- EXERCISE PROMPT:
Reproduce the passage of the hull-less oats post beginning with "Part of our" and continuing through "help me survive.", word for word.

- PROVIDED TEXT:
BEGIN

Today I finally figured out how to process my hull-less oats so I could eat them. After planting, growing, harvesting, curing and threshing my oats I had run into a problem. The inner shell of the chaff was really strong and it was almost impossible to remove without being pried apart using my fingernails grain by grain. Have I completely lost you? (This will explain).
If you understand what I am talking about you are probably wondering why? Well about 3 summers ago I found a seed package that promised to help me create my own 100 mile diet (remember this food fad when people committed to eating only what had been grown within 100 miles of their own home?). Well I was surprised to find it comprised mostly of grains and beans. I had never really considered them something I could grow in a home garden – vegetables sure, some fruits yes, but even though where I live commercial farmers grow wheat and canola and soybeans I had never considered them an option. Well my eyes were opened and I started experimenting. The first year I grew flax, amarynth and kamut (a type of wheat). I harvested both flax and kamut but I didn’t realize that the work was just starting.
I’ve done a lot of travelling and I’ve watched women in the village I was living in sitting outside all day long with their big woven circular trays flipping the grains up and down to let the wind blow off the chaff. I’ve looked out the bus window and seen the shoulders of paved roads used as a drying area for grains. I have one vivid memory of one electric fan blowing away chaff from the grain a man was cleaning while around him sat a dozen women manually sifting. They all make it look easy: a reminder that what to me is anachronistic is to millions a regular way of life.
Anyway my eldest daughter really took to the whole idea so whenever we had a windy day we’d grab a plastic tablecloth and our dried grains and spend some time trying to separate those tiny grains from all the other crap. Let me tell you it is hard, its time consuming and you lose a lot of your grains because if the wind is strong enough to effectively blow away your chaff when you toss up your grain it is also strong enough to blow away some of your grains too. Proof of this was the wheat and flax that grew the next year in our lawn where we had been winnowing.
In the talk by Elizabeth Norton of the Medical Library she said that in the second part of the training they encourage librarians to do some hands-on work in the community. This makes a lot of sense: you learn the vocabulary, meet key players and gain experience in what may or may not be important.
Part of our individual responsibility is to be prepared to look after ourselves in an emergency. I admit that I don’t have a 72 hour pack of supplies ready to throw in the trunk if I have to evacuate. There is a lot to think about and do in regards to emergency preparedness.
The experience of processing the oats makes me very grateful that my family is not relying on me to feed them with my efforts. But it also instills in me the knowledge that if I had to I could. It all contributes to my training to be ready in case of emergency as an informational professional.
p.s. I have yet to read an apocalypse/zombie/distopia book which mentions a librarian; I shake my head at the authors’ lack of imagination. Sure its always good to have somebody who knows their way around a gun in your group, but for my money I’d pick a librarian to help me survive.

END

- MATERIAL PROVIDED:

BEGIN

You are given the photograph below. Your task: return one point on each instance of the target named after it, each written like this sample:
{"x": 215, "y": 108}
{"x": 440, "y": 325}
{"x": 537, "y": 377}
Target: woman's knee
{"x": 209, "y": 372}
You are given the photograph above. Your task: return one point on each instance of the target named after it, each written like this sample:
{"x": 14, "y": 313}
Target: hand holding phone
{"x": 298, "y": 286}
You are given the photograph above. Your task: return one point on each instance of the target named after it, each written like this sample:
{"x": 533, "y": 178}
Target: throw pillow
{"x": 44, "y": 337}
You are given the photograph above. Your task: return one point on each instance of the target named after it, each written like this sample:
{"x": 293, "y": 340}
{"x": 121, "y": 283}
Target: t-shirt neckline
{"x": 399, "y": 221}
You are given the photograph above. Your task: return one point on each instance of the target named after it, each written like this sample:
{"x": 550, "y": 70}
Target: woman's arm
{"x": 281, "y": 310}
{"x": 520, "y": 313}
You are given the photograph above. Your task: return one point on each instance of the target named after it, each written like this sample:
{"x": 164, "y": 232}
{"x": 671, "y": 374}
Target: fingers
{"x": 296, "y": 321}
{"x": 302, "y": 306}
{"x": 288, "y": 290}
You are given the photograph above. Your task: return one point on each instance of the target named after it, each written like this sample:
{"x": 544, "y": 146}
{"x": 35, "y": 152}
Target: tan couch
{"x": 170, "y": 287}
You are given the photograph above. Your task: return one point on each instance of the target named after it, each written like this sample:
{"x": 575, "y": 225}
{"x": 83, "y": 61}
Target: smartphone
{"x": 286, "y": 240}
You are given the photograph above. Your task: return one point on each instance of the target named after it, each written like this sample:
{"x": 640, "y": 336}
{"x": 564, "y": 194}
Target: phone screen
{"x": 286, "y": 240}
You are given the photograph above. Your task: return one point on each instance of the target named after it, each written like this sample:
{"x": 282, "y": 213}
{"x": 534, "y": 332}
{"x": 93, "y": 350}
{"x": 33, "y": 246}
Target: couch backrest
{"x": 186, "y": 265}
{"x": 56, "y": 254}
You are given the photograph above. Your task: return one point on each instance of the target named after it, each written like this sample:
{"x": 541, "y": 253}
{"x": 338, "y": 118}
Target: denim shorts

END

- EXERCISE ANSWER:
Part of our individual responsibility is to be prepared to look after ourselves in an emergency. I admit that I don’t have a 72 hour pack of supplies ready to throw in the trunk if I have to evacuate. There is a lot to think about and do in regards to emergency preparedness.
The experience of processing the oats makes me very grateful that my family is not relying on me to feed them with my efforts. But it also instills in me the knowledge that if I had to I could. It all contributes to my training to be ready in case of emergency as an informational professional.
p.s. I have yet to read an apocalypse/zombie/distopia book which mentions a librarian; I shake my head at the authors’ lack of imagination. Sure its always good to have somebody who knows their way around a gun in your group, but for my money I’d pick a librarian to help me survive.